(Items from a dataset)
^^^^^^^^
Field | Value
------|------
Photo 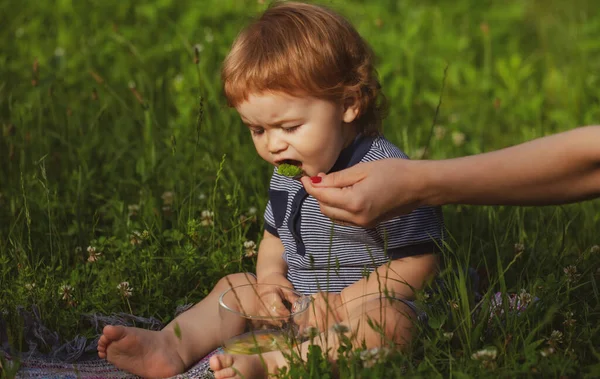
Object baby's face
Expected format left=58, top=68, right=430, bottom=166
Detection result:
left=236, top=92, right=356, bottom=176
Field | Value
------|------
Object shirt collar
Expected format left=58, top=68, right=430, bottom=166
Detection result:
left=328, top=133, right=375, bottom=174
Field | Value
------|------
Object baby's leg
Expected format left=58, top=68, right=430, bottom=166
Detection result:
left=210, top=298, right=416, bottom=379
left=98, top=273, right=256, bottom=378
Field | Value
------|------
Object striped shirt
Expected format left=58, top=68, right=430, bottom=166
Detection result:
left=264, top=136, right=444, bottom=294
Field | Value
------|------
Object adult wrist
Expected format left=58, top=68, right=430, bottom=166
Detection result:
left=256, top=271, right=287, bottom=283
left=410, top=160, right=442, bottom=207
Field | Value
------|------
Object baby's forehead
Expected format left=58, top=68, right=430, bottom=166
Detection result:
left=236, top=92, right=311, bottom=124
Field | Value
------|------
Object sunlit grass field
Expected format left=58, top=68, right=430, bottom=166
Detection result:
left=0, top=0, right=600, bottom=378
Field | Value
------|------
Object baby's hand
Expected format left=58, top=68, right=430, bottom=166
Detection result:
left=307, top=292, right=344, bottom=332
left=257, top=274, right=298, bottom=317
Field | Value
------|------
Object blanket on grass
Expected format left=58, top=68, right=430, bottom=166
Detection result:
left=0, top=304, right=223, bottom=379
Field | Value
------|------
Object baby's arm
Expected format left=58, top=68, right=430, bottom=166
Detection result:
left=341, top=253, right=438, bottom=304
left=308, top=254, right=437, bottom=331
left=256, top=230, right=293, bottom=288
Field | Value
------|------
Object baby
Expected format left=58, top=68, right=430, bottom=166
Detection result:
left=98, top=2, right=443, bottom=379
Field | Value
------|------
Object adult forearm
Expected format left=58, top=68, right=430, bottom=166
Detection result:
left=256, top=232, right=287, bottom=282
left=418, top=126, right=600, bottom=205
left=341, top=254, right=438, bottom=306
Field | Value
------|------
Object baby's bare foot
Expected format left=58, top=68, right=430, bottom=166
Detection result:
left=209, top=351, right=286, bottom=379
left=98, top=325, right=185, bottom=378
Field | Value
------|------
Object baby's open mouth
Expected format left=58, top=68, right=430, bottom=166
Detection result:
left=275, top=159, right=304, bottom=179
left=275, top=159, right=302, bottom=167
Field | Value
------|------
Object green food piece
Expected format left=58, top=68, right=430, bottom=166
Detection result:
left=277, top=163, right=302, bottom=178
left=173, top=322, right=181, bottom=341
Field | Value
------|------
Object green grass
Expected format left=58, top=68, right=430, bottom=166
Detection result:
left=0, top=0, right=600, bottom=378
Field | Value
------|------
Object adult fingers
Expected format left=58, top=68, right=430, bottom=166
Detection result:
left=314, top=163, right=366, bottom=188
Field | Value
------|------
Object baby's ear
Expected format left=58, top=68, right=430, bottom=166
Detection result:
left=342, top=94, right=360, bottom=124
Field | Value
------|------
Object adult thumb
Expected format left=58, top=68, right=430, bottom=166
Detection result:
left=313, top=163, right=364, bottom=188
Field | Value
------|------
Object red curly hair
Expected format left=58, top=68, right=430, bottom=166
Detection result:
left=221, top=2, right=385, bottom=135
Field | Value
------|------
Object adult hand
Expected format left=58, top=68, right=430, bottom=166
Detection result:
left=306, top=292, right=345, bottom=332
left=301, top=158, right=427, bottom=227
left=257, top=273, right=298, bottom=317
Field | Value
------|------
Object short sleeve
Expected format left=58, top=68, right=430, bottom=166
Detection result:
left=376, top=207, right=444, bottom=259
left=264, top=200, right=279, bottom=237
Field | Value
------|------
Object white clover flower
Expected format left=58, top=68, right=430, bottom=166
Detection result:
left=204, top=28, right=215, bottom=43
left=302, top=326, right=319, bottom=338
left=563, top=265, right=581, bottom=282
left=452, top=131, right=467, bottom=146
left=514, top=242, right=525, bottom=254
left=333, top=324, right=350, bottom=334
left=548, top=330, right=563, bottom=343
left=54, top=46, right=65, bottom=57
left=127, top=204, right=140, bottom=217
left=200, top=210, right=215, bottom=226
left=244, top=241, right=257, bottom=258
left=471, top=346, right=498, bottom=361
left=117, top=282, right=133, bottom=297
left=540, top=346, right=554, bottom=358
left=433, top=125, right=446, bottom=140
left=563, top=312, right=577, bottom=326
left=58, top=284, right=73, bottom=301
left=129, top=230, right=144, bottom=246
left=359, top=347, right=389, bottom=367
left=173, top=74, right=184, bottom=91
left=414, top=147, right=427, bottom=159
left=160, top=191, right=175, bottom=205
left=88, top=246, right=102, bottom=263
left=517, top=288, right=533, bottom=311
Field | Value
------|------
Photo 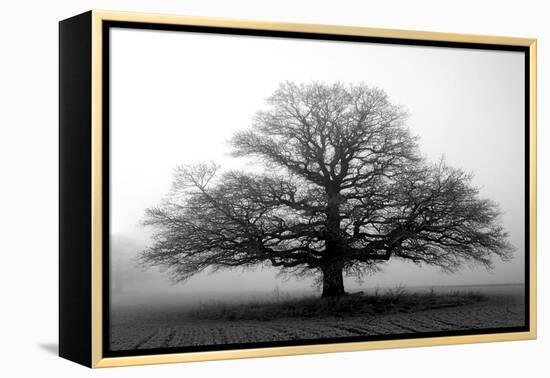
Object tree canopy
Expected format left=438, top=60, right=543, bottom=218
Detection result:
left=141, top=82, right=513, bottom=297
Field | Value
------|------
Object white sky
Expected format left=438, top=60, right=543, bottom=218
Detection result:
left=110, top=29, right=524, bottom=290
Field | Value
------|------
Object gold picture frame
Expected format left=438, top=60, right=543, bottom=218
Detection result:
left=60, top=10, right=537, bottom=368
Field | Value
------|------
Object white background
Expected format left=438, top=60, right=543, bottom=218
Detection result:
left=0, top=0, right=550, bottom=377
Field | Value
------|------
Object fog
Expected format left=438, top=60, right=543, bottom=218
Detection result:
left=110, top=29, right=525, bottom=294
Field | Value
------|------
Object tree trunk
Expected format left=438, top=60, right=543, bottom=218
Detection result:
left=321, top=262, right=345, bottom=298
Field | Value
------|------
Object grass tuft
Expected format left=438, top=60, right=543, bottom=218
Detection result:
left=189, top=286, right=486, bottom=321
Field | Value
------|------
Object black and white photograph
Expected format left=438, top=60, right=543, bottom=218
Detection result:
left=105, top=27, right=529, bottom=356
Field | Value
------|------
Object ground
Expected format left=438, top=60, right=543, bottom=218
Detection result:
left=111, top=286, right=525, bottom=351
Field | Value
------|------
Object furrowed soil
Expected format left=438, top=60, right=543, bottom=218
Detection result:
left=110, top=285, right=526, bottom=351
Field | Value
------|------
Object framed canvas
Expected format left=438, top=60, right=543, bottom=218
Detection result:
left=59, top=11, right=536, bottom=367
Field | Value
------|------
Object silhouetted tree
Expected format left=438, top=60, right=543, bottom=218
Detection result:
^^^^^^^^
**Aim of the exercise:** In your copy, leave out the pictures and reproduce the material above exactly.

**Result of the task:**
Field | Value
------|------
Photo 
Object baby's face
Expected format left=58, top=68, right=430, bottom=166
Detection result:
left=236, top=92, right=356, bottom=176
Field | Value
------|------
Object shirt collar
Expected format left=58, top=68, right=430, bottom=166
Detection result:
left=328, top=133, right=375, bottom=174
Field | Value
------|------
Object baby's leg
Expected format left=58, top=68, right=430, bottom=166
Detection result:
left=210, top=298, right=416, bottom=379
left=98, top=273, right=256, bottom=378
Field | Value
------|------
Object striped shirt
Expected format left=58, top=68, right=430, bottom=166
Detection result:
left=264, top=136, right=444, bottom=294
Field | Value
------|------
Object adult wrist
Expected format left=58, top=68, right=430, bottom=166
Detection result:
left=256, top=271, right=287, bottom=283
left=410, top=160, right=442, bottom=207
Field | Value
------|------
Object baby's forehead
Expected format left=58, top=68, right=430, bottom=166
Detection result:
left=236, top=92, right=311, bottom=124
Field | Value
------|------
Object sunlit grass field
Expected format left=58, top=68, right=430, bottom=166
Detection result:
left=0, top=0, right=600, bottom=378
Field | Value
------|------
Object baby's hand
Expected format left=58, top=68, right=430, bottom=166
Detection result:
left=307, top=292, right=344, bottom=332
left=257, top=274, right=298, bottom=317
Field | Value
------|------
Object blanket on grass
Expected format left=58, top=68, right=430, bottom=166
Detection result:
left=0, top=304, right=223, bottom=379
Field | Value
------|------
Object baby's arm
Expected format left=58, top=68, right=430, bottom=166
Detection result:
left=341, top=253, right=438, bottom=304
left=308, top=254, right=437, bottom=331
left=256, top=230, right=293, bottom=288
Field | Value
------|------
Object baby
Expected format left=58, top=68, right=430, bottom=166
Detection result:
left=98, top=2, right=443, bottom=379
Field | Value
------|------
Object adult forearm
Expected format left=58, top=68, right=430, bottom=166
Detection result:
left=256, top=232, right=287, bottom=282
left=418, top=126, right=600, bottom=205
left=341, top=254, right=438, bottom=306
Field | Value
------|------
Object baby's bare foot
Expected format left=58, top=68, right=430, bottom=166
Detection result:
left=209, top=351, right=286, bottom=379
left=98, top=325, right=185, bottom=378
Field | Value
------|------
Object baby's open mouth
Expected format left=58, top=68, right=430, bottom=166
Detection result:
left=275, top=159, right=304, bottom=179
left=275, top=159, right=302, bottom=167
Field | Value
------|------
Object green food piece
Expected format left=58, top=68, right=430, bottom=166
Detection result:
left=277, top=163, right=302, bottom=178
left=173, top=322, right=181, bottom=341
Field | Value
------|------
Object green grass
Expected format left=58, top=68, right=430, bottom=166
Detection result:
left=0, top=0, right=600, bottom=378
Field | Value
------|------
Object adult fingers
Expected format left=58, top=68, right=430, bottom=166
Detection result:
left=314, top=163, right=366, bottom=188
Field | Value
------|------
Object baby's ear
Expected format left=58, top=68, right=430, bottom=166
Detection result:
left=342, top=94, right=360, bottom=124
Field | Value
------|------
Object adult thumb
Expected format left=58, top=68, right=430, bottom=166
Detection result:
left=313, top=163, right=364, bottom=188
Field | Value
------|------
Object red curly hair
Expected format left=58, top=68, right=430, bottom=166
Detection result:
left=221, top=2, right=385, bottom=135
Field | Value
------|------
Object adult hand
Expected format left=58, top=68, right=430, bottom=166
Detection result:
left=306, top=292, right=345, bottom=332
left=301, top=158, right=427, bottom=227
left=257, top=273, right=298, bottom=317
Field | Value
------|------
Object short sleeve
Expected format left=58, top=68, right=430, bottom=166
Detection result:
left=376, top=207, right=444, bottom=259
left=264, top=200, right=279, bottom=237
Field | Value
------|------
Object white clover flower
Expected format left=58, top=68, right=430, bottom=166
Detection result:
left=204, top=28, right=215, bottom=43
left=302, top=326, right=319, bottom=338
left=563, top=265, right=581, bottom=282
left=452, top=131, right=467, bottom=146
left=514, top=242, right=525, bottom=254
left=333, top=324, right=350, bottom=334
left=548, top=330, right=563, bottom=343
left=54, top=46, right=65, bottom=57
left=127, top=204, right=140, bottom=217
left=200, top=210, right=215, bottom=226
left=244, top=241, right=257, bottom=258
left=471, top=346, right=498, bottom=361
left=117, top=282, right=133, bottom=297
left=540, top=346, right=554, bottom=358
left=433, top=125, right=446, bottom=140
left=563, top=312, right=577, bottom=326
left=58, top=284, right=73, bottom=301
left=129, top=230, right=144, bottom=246
left=359, top=347, right=389, bottom=367
left=173, top=74, right=184, bottom=91
left=414, top=147, right=427, bottom=159
left=160, top=191, right=175, bottom=205
left=88, top=246, right=102, bottom=263
left=517, top=288, right=533, bottom=311
Field | Value
------|------
Photo 
Object tree canopy
Expected format left=438, top=60, right=543, bottom=218
Detection result:
left=141, top=82, right=513, bottom=297
Field | Value
------|------
Object white sky
Expected format left=438, top=60, right=543, bottom=218
Detection result:
left=110, top=29, right=524, bottom=290
Field | Value
------|------
Object gold picture frame
Expected format left=438, top=60, right=543, bottom=218
Detection result:
left=60, top=10, right=537, bottom=368
Field | Value
------|------
Object white background
Expected format left=438, top=60, right=543, bottom=218
Detection result:
left=0, top=0, right=550, bottom=377
Field | Value
------|------
Object fog
Expected format left=438, top=60, right=543, bottom=218
Detection result:
left=110, top=29, right=525, bottom=294
Field | Value
------|------
Object tree trunk
Expected format left=438, top=60, right=543, bottom=218
Detection result:
left=321, top=262, right=345, bottom=298
Field | Value
------|------
Object grass tuft
Expected format left=438, top=60, right=543, bottom=218
Detection result:
left=189, top=286, right=486, bottom=321
Field | Value
------|------
Object black and white photograph
Expected format left=438, top=60, right=543, bottom=218
Detection result:
left=105, top=27, right=529, bottom=356
Field | Value
------|------
Object ground
Expected format left=438, top=60, right=543, bottom=218
Detection result:
left=111, top=286, right=525, bottom=351
Field | Value
------|------
Object furrowed soil
Expected format left=438, top=60, right=543, bottom=218
Detection result:
left=110, top=285, right=526, bottom=351
Field | Value
------|------
Object framed canvas
Expected format left=438, top=60, right=543, bottom=218
Detection result:
left=59, top=11, right=536, bottom=367
Field | Value
------|------
Object silhouetted tree
Expected format left=438, top=60, right=543, bottom=218
Detection result:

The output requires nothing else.